#### Written exercise
Identify every line in the items below that contains the word "leaf" and copy each of those lines.

#### Provided data
****
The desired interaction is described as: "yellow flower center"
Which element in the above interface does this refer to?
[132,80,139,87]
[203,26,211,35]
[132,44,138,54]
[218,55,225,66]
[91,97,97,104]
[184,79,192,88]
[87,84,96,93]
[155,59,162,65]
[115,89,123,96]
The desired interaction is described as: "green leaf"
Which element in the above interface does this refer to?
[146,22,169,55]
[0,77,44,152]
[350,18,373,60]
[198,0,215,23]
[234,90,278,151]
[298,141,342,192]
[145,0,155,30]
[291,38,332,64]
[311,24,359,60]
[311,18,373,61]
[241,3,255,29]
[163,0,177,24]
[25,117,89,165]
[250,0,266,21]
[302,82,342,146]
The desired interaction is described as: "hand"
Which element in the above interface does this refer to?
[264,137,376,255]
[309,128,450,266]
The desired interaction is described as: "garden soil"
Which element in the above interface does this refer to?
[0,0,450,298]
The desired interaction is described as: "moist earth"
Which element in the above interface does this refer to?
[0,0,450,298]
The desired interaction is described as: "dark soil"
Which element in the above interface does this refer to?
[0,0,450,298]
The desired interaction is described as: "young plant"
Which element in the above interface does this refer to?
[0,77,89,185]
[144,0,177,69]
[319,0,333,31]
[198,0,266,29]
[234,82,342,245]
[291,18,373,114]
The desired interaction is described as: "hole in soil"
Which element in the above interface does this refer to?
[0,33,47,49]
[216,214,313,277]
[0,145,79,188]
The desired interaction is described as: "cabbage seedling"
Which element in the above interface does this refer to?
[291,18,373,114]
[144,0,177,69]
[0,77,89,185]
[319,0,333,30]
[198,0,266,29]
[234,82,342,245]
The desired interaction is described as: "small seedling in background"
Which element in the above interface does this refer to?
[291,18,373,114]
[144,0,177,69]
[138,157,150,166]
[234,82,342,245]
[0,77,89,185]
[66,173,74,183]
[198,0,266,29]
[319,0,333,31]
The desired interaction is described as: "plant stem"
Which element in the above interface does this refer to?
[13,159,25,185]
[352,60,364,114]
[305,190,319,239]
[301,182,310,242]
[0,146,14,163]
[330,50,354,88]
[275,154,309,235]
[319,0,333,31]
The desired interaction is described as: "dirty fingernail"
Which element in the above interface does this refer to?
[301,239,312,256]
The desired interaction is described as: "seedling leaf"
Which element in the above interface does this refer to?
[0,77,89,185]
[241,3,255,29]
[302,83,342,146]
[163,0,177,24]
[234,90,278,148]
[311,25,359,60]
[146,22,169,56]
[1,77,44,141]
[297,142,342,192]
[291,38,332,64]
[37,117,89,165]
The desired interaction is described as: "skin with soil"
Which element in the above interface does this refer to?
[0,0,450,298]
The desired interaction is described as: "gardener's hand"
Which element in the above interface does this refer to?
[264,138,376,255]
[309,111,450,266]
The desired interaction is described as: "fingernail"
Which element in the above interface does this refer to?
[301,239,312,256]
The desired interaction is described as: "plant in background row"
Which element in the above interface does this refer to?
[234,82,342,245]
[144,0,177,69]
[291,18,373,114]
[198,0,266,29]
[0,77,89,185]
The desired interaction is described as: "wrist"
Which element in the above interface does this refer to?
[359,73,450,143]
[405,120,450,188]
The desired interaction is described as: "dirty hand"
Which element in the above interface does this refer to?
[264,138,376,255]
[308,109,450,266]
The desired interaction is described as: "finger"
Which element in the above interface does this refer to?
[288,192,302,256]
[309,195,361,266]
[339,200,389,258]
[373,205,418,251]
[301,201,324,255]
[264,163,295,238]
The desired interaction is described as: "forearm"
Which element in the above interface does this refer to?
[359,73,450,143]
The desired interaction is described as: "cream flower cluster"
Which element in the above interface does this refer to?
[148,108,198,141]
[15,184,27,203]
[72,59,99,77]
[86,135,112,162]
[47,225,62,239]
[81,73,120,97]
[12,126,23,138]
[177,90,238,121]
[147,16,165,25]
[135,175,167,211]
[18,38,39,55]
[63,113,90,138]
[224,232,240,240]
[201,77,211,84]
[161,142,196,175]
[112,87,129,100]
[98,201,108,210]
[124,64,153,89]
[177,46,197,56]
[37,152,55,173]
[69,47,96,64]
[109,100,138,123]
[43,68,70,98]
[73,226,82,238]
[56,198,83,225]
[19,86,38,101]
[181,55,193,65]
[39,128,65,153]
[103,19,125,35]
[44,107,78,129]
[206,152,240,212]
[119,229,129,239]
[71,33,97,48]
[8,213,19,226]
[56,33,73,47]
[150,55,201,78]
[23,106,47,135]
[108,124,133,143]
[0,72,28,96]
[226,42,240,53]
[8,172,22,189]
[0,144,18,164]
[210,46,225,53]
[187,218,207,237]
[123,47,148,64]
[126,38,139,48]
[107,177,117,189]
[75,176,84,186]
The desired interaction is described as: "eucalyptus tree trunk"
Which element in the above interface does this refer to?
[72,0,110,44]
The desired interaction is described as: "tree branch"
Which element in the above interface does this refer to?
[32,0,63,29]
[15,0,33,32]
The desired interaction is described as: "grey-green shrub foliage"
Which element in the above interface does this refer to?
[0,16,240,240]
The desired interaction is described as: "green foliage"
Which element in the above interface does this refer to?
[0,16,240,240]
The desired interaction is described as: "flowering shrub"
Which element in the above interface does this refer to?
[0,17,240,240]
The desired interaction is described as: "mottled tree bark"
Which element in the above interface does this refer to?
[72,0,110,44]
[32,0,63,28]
****
#### Response below
The desired interaction is described as: "green leaf"
The desired interaction is described as: "seedling leaf"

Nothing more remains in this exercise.